::: Entries provided
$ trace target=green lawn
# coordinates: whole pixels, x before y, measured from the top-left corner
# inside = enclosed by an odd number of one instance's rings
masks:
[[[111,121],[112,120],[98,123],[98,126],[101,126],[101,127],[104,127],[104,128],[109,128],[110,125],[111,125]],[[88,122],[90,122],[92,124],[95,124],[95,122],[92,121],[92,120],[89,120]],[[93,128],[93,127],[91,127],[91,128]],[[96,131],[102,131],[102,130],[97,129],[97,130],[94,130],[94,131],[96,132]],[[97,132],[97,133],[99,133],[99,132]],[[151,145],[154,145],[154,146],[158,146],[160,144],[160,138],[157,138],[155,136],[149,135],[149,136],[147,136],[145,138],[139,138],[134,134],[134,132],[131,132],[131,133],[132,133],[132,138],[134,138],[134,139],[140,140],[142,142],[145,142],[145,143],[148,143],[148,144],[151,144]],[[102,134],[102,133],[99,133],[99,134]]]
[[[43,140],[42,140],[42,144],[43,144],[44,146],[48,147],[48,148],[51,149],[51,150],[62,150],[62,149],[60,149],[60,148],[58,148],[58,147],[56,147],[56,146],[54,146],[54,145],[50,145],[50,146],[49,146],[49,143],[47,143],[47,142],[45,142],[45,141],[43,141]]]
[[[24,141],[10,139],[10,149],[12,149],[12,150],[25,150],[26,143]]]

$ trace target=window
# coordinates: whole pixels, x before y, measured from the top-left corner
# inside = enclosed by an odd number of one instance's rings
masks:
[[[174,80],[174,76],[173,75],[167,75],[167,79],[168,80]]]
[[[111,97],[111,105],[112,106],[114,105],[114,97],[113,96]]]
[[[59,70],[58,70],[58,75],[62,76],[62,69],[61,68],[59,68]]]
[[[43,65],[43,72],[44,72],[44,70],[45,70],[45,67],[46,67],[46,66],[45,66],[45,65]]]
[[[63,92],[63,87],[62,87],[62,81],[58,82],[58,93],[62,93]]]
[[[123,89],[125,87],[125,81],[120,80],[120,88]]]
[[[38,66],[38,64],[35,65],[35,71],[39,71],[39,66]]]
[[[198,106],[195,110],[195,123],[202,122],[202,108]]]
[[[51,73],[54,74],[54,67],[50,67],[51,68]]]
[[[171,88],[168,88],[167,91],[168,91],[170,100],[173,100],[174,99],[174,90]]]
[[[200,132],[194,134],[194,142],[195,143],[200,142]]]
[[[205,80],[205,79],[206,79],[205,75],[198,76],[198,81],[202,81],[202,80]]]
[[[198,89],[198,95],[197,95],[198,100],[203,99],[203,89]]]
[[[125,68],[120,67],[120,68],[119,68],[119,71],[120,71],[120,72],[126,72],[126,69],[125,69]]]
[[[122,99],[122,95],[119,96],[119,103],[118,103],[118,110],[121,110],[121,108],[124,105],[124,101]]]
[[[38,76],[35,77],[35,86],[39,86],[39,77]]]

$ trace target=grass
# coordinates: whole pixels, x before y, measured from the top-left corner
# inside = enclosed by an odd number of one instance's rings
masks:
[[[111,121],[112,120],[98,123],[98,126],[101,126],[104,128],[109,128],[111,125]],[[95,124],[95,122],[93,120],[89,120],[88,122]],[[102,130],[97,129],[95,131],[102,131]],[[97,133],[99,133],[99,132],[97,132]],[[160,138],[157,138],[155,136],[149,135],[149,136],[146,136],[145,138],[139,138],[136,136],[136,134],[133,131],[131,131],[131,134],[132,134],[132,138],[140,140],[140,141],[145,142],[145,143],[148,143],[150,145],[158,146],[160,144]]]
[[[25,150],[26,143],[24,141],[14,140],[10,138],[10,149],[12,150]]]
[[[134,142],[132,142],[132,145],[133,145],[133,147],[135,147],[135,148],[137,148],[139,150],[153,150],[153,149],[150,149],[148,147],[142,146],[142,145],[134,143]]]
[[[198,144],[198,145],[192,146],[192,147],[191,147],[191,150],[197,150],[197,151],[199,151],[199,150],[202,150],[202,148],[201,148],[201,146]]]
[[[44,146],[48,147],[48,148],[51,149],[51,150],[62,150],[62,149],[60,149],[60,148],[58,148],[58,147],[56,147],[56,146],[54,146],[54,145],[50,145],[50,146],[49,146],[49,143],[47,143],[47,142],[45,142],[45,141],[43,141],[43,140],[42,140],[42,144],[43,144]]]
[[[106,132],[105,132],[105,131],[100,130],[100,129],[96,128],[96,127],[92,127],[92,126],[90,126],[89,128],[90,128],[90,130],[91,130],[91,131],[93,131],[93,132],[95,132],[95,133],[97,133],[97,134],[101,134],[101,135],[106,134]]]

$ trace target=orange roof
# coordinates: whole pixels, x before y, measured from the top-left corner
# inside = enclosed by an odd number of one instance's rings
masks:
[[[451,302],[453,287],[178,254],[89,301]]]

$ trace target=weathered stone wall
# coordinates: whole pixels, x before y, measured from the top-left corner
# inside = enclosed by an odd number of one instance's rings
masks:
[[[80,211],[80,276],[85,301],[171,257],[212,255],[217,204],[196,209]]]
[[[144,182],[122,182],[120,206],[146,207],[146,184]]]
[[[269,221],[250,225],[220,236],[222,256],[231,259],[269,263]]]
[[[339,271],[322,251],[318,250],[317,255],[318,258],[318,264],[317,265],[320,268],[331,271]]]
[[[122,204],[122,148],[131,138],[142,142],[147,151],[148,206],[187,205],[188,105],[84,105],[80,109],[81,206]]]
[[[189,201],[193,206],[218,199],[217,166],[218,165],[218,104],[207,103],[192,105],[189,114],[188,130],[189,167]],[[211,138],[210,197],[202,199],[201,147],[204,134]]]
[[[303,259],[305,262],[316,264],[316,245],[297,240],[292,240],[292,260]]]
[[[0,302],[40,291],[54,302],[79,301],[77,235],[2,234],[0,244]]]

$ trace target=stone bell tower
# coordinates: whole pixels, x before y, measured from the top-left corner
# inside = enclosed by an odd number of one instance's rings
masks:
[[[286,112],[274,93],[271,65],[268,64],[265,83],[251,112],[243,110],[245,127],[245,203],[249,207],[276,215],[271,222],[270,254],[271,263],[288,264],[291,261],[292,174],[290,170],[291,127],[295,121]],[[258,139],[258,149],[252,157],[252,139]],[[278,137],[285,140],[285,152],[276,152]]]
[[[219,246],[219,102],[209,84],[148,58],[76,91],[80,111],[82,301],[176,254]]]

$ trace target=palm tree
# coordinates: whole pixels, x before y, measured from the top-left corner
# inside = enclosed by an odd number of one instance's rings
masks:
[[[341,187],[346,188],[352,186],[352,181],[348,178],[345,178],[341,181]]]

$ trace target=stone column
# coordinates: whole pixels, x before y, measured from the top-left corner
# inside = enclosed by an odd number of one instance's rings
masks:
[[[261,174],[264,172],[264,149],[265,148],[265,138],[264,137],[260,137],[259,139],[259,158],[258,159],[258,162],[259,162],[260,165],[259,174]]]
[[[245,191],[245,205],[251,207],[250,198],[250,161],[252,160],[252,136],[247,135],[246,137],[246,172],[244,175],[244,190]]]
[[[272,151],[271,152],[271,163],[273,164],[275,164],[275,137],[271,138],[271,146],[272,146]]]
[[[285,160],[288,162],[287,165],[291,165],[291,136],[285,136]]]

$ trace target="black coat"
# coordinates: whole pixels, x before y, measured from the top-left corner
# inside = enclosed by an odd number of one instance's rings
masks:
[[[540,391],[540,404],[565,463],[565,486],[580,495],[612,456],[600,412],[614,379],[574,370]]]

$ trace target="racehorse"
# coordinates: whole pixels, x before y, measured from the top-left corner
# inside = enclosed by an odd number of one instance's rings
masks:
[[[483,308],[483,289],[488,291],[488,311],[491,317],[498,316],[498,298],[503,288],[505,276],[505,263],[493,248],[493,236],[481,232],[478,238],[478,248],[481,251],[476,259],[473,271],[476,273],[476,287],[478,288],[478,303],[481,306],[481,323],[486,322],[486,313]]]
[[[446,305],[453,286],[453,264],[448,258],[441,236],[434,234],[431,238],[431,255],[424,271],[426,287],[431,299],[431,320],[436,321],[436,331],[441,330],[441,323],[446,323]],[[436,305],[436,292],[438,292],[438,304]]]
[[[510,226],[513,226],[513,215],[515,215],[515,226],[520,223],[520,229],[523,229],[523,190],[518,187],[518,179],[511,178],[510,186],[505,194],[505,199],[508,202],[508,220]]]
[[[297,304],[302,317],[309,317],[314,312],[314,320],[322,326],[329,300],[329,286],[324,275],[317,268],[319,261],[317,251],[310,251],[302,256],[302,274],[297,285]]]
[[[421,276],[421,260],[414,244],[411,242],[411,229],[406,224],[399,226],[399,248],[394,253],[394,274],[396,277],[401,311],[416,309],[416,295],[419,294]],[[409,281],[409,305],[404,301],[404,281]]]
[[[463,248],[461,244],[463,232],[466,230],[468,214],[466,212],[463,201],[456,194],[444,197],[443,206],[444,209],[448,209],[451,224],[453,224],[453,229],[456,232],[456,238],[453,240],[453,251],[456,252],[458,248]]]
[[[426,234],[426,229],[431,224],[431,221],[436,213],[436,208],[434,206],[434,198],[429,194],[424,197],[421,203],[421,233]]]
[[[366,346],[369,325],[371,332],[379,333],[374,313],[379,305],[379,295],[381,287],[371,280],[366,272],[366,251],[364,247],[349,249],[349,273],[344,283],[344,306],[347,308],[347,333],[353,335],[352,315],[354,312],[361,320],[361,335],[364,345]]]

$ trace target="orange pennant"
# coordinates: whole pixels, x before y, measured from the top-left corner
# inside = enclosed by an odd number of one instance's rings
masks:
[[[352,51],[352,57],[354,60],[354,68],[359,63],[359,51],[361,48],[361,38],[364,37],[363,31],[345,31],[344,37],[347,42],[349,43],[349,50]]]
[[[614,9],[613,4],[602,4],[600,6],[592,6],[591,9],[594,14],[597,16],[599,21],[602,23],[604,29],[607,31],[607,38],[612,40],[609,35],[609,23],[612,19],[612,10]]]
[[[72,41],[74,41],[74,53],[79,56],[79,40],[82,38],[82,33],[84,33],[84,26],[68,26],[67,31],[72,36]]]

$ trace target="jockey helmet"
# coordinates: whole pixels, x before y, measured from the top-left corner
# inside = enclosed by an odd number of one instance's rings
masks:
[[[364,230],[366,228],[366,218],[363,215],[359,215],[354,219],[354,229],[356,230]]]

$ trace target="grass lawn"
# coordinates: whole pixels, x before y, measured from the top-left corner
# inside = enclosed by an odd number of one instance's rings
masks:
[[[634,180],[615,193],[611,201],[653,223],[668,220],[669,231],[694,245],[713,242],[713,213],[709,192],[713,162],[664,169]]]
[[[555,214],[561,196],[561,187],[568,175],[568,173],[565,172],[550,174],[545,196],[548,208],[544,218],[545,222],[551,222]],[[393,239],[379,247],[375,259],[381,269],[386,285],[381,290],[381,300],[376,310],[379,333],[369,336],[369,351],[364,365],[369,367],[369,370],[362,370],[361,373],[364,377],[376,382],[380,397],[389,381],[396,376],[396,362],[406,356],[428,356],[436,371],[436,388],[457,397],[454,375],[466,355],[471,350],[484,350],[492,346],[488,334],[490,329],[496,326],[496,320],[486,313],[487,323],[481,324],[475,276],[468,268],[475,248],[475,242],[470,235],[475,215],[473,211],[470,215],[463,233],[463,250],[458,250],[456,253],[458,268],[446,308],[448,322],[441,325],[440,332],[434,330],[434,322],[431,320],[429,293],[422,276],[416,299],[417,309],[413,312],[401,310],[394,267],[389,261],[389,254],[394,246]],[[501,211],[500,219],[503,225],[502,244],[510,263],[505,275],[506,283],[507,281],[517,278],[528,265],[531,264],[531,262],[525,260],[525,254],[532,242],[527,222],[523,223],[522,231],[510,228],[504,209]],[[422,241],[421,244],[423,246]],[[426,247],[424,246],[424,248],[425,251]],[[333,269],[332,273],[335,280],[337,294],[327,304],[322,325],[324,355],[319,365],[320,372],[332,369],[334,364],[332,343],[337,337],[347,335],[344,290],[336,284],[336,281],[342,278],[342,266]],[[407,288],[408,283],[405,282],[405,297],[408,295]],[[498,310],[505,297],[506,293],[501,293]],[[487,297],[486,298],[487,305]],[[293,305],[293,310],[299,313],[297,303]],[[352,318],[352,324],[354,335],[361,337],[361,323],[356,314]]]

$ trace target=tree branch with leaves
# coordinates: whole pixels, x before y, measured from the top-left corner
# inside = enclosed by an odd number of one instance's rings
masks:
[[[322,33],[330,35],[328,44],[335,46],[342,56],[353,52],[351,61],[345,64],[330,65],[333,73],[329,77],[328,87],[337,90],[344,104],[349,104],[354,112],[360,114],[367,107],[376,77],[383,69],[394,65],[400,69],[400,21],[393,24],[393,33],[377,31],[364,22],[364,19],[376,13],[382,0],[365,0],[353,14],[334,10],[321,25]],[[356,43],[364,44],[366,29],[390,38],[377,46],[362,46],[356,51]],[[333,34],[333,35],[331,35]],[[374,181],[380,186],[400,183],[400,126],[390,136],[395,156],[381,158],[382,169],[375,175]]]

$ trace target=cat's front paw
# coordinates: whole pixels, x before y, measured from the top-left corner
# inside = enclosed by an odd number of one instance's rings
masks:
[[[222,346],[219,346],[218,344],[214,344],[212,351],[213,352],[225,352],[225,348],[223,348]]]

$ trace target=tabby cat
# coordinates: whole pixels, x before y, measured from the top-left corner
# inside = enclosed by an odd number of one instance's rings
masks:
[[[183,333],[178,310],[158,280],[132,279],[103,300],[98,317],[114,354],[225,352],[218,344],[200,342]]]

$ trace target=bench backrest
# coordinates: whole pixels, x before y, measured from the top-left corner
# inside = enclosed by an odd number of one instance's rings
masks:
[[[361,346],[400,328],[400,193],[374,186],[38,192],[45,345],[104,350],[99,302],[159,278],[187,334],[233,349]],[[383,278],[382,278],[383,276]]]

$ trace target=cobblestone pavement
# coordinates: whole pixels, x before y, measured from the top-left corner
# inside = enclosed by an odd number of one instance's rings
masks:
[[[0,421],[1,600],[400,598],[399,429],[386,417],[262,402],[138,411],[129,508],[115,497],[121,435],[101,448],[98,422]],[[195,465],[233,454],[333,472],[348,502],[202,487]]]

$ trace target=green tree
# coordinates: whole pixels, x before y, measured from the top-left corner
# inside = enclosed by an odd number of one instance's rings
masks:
::::::
Exercise - From the line containing "trace target=cobblestone pavement" down to the last line, reproduce the records exactly. Include both ends.

Response to this exercise -
$ trace target=cobblestone pavement
# coordinates: whole pixels, x before y, measured from the top-left corner
# inside = enclosed by an odd number of one instance's rings
masks:
[[[0,421],[1,600],[400,598],[399,429],[386,417],[262,402],[138,411],[129,508],[115,497],[121,435],[101,448],[98,422]],[[195,465],[233,454],[333,472],[348,502],[202,487]]]

$ trace target=green tree
# coordinates: whole pixels, x before y, measured from the top-left corner
# inside = enclosed by an odd number of one instance's rings
masks:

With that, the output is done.